┌─ Records for processing

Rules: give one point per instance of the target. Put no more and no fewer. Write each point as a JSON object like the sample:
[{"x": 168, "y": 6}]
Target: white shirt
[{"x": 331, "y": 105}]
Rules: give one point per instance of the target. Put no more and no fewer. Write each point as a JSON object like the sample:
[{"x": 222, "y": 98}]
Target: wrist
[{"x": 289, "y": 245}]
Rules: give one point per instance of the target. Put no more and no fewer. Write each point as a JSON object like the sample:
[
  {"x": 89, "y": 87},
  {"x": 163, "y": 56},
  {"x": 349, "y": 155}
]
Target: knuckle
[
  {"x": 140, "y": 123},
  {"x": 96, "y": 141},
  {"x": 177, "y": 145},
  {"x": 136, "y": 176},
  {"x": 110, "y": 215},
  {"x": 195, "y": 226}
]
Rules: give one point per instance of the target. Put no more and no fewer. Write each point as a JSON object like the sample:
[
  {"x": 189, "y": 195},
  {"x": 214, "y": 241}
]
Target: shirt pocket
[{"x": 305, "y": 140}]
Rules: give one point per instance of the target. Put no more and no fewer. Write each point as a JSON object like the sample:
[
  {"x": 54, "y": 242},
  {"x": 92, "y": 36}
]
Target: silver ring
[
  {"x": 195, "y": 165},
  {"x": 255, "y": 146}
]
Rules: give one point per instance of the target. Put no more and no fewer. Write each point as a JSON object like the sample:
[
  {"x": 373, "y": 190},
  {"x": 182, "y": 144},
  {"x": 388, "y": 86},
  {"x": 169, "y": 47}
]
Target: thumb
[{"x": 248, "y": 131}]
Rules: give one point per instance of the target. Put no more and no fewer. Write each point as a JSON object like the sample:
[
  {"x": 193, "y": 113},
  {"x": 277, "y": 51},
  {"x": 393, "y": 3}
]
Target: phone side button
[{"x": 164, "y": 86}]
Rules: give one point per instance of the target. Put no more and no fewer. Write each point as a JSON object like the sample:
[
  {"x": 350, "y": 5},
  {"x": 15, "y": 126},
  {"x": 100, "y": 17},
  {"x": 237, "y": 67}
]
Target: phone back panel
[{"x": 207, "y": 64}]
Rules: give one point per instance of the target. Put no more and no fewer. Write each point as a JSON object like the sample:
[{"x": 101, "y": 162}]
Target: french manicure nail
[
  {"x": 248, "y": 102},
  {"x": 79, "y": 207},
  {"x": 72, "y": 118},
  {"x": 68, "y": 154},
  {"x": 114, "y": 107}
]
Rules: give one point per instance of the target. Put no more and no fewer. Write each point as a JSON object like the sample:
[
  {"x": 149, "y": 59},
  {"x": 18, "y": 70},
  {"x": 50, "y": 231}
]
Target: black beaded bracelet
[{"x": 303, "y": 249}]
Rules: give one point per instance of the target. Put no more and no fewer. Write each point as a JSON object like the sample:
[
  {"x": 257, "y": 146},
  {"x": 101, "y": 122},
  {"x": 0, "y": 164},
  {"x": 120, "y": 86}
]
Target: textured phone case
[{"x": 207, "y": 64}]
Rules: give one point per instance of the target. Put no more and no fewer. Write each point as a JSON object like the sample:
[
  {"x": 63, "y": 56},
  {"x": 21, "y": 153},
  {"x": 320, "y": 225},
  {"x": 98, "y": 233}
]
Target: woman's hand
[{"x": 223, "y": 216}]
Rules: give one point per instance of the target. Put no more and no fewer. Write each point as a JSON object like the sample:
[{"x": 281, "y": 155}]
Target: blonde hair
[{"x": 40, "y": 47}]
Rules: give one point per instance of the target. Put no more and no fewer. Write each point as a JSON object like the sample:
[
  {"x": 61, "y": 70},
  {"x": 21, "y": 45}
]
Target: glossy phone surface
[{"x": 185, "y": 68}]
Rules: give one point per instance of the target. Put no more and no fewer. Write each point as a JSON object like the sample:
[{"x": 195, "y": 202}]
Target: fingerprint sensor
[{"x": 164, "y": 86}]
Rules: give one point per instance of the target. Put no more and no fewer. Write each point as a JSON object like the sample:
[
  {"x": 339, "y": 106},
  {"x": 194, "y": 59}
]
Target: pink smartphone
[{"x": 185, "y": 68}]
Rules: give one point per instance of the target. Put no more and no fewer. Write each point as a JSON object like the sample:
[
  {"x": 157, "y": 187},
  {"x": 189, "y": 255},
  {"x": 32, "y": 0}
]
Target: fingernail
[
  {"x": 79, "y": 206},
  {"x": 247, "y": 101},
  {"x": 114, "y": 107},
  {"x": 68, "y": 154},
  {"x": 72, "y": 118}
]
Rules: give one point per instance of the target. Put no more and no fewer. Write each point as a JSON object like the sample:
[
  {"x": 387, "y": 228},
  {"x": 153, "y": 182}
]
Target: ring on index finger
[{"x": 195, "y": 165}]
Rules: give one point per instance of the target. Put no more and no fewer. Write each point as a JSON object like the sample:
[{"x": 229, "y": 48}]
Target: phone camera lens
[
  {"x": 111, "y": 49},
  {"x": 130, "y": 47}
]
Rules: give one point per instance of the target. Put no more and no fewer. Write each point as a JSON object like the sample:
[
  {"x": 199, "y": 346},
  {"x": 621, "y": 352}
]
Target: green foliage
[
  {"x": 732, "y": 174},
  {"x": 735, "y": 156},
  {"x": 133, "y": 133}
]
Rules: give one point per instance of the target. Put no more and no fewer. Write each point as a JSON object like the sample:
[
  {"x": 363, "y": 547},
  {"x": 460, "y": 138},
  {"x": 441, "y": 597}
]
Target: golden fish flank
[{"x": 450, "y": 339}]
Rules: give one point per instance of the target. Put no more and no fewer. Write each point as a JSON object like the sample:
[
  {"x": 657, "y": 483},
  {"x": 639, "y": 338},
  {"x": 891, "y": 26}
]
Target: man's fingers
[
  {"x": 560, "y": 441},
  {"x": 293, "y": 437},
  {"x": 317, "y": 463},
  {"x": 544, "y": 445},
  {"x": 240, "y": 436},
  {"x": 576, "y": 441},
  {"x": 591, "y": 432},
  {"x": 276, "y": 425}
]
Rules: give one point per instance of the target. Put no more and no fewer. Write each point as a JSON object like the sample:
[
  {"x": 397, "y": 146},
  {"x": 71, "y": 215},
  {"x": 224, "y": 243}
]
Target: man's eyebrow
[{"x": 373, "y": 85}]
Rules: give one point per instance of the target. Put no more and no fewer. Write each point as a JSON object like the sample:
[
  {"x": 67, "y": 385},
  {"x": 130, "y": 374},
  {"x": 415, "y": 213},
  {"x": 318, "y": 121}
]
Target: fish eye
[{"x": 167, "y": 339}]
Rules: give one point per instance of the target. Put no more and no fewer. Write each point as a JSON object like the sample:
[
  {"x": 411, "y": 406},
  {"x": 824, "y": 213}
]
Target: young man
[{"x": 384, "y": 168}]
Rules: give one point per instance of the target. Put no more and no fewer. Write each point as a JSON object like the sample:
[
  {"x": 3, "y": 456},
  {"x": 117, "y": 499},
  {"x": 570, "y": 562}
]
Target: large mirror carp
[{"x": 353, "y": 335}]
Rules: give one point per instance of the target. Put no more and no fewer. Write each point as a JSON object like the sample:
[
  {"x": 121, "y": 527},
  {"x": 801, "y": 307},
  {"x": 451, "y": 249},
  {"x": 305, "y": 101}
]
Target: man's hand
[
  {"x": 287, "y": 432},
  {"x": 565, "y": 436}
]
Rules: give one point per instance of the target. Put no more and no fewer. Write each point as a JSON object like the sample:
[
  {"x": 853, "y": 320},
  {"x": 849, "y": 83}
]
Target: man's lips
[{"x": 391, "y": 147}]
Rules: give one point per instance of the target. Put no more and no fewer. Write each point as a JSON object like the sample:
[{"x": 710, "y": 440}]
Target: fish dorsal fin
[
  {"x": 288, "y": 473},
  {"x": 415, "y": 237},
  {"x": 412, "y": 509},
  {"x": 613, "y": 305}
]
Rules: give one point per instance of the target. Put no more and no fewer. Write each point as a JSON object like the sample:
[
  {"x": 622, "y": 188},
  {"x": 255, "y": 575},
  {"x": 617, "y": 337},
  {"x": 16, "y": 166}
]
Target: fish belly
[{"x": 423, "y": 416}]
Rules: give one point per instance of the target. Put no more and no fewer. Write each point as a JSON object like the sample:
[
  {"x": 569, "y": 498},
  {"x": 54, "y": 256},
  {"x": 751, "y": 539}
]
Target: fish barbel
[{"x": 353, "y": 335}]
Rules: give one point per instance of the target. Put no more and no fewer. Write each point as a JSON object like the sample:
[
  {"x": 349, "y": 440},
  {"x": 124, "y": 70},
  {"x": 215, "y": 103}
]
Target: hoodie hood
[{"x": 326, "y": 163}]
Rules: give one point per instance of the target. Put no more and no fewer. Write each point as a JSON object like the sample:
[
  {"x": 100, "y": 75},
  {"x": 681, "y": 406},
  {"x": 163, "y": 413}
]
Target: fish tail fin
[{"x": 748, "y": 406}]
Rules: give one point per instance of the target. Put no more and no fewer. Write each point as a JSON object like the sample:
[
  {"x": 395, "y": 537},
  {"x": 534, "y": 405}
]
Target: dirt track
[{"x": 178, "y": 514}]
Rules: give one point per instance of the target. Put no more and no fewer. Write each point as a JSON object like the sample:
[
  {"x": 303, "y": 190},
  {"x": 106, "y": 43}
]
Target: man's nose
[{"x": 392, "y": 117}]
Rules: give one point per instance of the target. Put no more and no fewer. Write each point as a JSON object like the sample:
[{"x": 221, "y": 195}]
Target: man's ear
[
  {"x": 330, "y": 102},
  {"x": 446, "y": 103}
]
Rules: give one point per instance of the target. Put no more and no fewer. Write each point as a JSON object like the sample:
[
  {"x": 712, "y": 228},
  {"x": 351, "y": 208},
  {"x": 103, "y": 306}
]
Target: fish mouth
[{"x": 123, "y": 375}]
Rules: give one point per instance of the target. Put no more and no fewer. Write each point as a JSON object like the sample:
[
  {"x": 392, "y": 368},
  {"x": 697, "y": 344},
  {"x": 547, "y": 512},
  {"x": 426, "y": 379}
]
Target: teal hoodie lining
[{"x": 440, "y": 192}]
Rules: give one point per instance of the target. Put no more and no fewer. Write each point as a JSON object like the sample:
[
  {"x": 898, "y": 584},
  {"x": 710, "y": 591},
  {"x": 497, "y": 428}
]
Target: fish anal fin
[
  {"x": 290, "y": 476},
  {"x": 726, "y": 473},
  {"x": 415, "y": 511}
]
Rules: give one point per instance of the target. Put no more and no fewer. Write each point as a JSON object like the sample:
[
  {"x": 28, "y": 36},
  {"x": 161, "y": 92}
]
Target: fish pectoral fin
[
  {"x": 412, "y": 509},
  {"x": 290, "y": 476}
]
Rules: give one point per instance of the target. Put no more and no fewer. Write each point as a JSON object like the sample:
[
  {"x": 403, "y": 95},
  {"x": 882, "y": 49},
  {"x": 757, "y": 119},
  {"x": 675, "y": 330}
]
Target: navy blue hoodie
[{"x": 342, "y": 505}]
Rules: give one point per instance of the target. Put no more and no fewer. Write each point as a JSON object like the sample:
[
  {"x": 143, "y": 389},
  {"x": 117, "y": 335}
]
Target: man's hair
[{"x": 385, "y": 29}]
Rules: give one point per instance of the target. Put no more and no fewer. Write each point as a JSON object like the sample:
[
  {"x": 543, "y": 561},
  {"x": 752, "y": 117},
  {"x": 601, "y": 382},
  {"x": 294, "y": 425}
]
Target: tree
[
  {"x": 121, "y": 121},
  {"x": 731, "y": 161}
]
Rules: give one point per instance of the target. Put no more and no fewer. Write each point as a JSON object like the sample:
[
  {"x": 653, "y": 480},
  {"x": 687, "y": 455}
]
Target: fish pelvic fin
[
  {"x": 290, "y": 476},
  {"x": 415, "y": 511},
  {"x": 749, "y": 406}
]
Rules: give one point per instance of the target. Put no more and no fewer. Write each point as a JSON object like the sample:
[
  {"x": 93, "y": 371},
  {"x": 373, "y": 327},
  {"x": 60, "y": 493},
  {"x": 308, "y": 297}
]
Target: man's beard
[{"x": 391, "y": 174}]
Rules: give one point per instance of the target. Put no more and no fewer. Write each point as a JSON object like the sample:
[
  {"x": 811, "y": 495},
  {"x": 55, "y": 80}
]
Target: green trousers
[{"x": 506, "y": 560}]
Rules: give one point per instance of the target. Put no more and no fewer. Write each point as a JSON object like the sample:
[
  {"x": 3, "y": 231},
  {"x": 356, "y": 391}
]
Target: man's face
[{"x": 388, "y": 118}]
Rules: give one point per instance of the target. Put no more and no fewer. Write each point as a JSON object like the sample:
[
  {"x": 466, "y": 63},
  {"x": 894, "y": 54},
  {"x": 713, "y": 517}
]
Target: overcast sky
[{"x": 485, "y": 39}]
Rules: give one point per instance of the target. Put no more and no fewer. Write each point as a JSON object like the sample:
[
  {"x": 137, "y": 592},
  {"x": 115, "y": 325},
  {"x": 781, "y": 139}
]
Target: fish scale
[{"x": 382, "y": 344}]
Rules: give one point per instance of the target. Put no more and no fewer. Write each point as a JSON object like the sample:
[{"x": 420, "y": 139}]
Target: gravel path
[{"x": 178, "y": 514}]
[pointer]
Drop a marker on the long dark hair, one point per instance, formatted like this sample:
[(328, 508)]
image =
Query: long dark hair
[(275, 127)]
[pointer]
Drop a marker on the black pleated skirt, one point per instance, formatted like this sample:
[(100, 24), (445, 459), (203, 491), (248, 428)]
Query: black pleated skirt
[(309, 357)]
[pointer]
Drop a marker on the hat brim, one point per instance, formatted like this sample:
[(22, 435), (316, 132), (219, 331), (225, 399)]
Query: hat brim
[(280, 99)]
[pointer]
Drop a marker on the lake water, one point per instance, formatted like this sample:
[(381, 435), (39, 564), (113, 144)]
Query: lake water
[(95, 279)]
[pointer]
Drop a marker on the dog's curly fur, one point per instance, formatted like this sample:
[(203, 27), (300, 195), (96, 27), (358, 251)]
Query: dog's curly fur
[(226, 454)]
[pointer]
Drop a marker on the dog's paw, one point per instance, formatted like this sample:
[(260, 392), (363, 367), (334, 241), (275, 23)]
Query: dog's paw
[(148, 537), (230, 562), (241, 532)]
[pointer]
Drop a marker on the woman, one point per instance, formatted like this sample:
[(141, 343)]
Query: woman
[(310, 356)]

└─

Return every line of the data that contains the string "fish". Matching is case-sensitive.

Target: golden fish flank
Target: fish eye
Target: fish dorsal fin
Target: fish belly
Target: fish barbel
Target: fish tail fin
Target: fish mouth
Target: fish anal fin
Target: fish pectoral fin
Target: fish pelvic fin
Target: fish scale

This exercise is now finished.